• Directions for this task: Identify every line of the items that contains the word "hair", and copy each such line in full. Treat case as significant.

• Records to use:
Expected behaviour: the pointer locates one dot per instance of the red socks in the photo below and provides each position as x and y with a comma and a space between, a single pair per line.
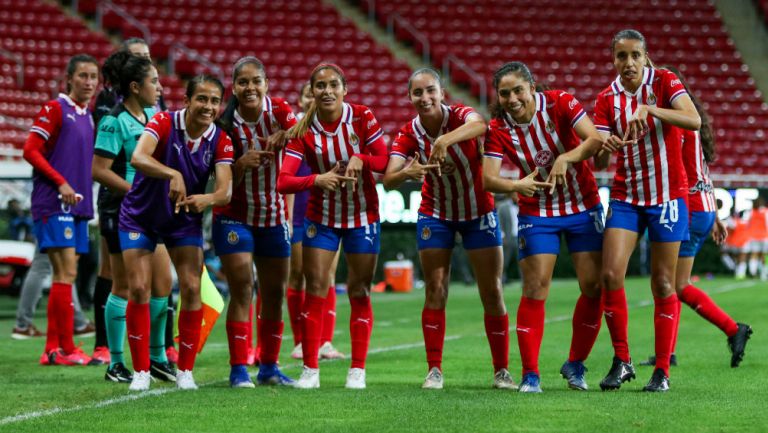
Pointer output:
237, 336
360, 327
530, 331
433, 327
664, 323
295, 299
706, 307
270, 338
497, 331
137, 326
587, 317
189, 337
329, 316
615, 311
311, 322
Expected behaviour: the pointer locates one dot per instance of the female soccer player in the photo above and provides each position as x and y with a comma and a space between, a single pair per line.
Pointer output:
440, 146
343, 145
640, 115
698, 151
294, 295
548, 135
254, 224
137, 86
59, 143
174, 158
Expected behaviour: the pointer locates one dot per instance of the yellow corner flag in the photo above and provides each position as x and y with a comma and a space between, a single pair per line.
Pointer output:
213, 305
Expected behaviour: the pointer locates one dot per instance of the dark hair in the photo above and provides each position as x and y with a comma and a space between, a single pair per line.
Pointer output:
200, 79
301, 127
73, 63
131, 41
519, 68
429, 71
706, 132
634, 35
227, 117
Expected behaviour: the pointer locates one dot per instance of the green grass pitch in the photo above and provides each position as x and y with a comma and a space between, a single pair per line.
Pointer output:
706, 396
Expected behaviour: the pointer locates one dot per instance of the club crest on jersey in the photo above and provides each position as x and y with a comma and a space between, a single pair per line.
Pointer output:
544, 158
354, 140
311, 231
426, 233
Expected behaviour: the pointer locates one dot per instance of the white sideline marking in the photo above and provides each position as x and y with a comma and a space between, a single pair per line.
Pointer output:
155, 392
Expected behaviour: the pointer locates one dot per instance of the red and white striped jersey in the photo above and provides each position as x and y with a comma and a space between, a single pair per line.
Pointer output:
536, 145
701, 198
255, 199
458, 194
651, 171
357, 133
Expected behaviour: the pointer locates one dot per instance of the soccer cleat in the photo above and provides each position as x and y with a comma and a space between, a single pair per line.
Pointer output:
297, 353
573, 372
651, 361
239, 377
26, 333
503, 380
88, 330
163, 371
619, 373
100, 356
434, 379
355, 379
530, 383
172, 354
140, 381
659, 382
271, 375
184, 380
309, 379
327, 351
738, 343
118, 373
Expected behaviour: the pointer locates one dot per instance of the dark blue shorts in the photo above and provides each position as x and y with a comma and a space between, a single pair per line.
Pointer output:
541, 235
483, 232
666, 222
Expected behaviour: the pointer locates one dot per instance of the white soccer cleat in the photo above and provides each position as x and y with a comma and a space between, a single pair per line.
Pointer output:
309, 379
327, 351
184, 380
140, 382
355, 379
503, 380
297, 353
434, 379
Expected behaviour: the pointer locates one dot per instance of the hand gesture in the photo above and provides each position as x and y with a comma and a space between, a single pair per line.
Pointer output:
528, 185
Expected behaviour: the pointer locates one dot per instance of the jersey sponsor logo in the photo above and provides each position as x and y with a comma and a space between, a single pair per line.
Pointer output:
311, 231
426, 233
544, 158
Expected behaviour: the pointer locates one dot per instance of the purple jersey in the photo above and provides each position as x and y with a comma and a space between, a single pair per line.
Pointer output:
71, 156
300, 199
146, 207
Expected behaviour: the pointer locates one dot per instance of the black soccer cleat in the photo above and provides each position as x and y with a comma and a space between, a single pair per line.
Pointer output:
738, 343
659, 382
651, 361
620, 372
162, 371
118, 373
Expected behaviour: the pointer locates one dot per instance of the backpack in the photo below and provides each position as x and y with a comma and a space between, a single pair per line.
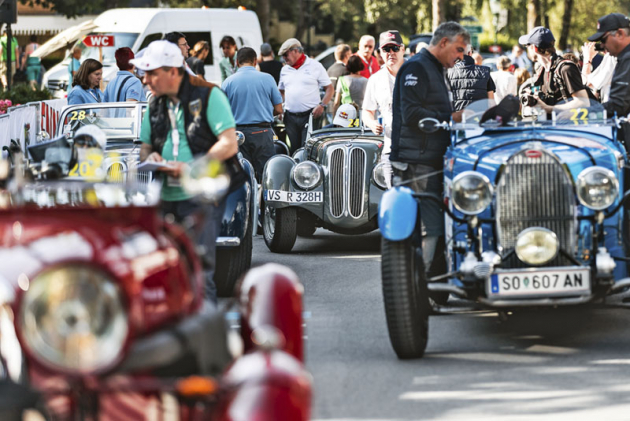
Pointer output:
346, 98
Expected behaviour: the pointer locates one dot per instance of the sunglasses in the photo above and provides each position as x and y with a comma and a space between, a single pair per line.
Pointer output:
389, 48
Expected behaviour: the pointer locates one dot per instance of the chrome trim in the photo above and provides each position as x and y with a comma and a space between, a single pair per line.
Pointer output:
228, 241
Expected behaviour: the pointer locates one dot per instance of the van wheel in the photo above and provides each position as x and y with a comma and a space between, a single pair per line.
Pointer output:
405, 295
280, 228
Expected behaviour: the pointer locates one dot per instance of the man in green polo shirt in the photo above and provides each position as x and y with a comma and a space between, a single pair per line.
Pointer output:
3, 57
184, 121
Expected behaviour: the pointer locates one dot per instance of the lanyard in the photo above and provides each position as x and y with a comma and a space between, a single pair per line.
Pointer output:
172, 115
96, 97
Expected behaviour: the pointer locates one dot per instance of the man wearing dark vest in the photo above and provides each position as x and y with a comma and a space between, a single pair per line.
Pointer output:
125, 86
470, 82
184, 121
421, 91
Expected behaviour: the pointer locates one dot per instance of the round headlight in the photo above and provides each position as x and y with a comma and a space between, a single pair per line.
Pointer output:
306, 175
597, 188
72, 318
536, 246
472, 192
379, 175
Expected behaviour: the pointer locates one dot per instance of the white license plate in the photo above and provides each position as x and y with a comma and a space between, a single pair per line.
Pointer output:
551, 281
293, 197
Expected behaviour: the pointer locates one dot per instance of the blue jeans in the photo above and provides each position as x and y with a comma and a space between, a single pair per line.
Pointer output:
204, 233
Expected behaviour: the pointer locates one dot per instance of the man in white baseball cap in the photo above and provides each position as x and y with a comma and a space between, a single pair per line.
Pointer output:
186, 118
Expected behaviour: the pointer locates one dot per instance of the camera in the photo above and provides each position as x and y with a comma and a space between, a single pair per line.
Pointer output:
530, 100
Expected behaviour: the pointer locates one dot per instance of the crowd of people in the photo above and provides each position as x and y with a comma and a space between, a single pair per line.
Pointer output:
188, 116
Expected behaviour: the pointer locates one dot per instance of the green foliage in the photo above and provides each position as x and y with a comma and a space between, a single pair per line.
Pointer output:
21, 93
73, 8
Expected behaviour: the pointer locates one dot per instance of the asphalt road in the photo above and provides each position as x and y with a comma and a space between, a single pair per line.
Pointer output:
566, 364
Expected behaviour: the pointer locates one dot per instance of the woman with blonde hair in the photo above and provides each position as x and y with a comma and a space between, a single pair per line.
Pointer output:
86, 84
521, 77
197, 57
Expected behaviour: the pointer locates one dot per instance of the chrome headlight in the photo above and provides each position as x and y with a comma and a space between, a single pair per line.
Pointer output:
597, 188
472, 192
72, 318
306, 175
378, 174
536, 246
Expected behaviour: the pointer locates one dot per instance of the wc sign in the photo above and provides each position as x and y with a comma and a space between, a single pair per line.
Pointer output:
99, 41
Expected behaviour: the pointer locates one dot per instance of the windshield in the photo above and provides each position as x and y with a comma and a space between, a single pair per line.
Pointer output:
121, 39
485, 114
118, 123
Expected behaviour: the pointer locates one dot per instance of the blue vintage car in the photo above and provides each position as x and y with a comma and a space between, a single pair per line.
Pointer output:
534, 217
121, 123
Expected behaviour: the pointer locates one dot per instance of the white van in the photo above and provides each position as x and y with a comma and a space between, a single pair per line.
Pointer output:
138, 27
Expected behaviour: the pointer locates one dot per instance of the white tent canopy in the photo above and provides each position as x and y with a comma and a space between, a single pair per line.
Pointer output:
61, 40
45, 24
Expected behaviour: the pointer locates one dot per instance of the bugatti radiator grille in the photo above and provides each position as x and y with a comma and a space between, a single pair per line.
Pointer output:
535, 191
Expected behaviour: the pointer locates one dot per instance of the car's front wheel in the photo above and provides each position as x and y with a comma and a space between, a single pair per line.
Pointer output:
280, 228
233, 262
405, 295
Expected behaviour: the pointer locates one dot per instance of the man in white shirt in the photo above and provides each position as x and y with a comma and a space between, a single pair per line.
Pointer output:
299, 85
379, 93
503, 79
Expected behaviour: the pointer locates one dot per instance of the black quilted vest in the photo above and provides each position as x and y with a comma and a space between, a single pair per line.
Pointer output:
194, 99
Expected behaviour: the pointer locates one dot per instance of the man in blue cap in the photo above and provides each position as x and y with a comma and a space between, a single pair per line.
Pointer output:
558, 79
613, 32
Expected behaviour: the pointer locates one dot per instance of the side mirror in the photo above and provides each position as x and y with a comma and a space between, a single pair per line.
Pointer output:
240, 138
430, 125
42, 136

...

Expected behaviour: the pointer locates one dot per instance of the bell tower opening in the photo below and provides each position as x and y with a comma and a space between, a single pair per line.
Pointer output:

• Solved exercise:
Expected behaviour: the pointer locates one dot per instance of the dark hair in the photo above and provides each position as x and y with a comma and a space between, a single pair per line.
Expected behaviour: the pointer locates one dot per instance of the woman with blonde hair in the photo above and provides each position as x and y with a comma and a space between, a single pair per line.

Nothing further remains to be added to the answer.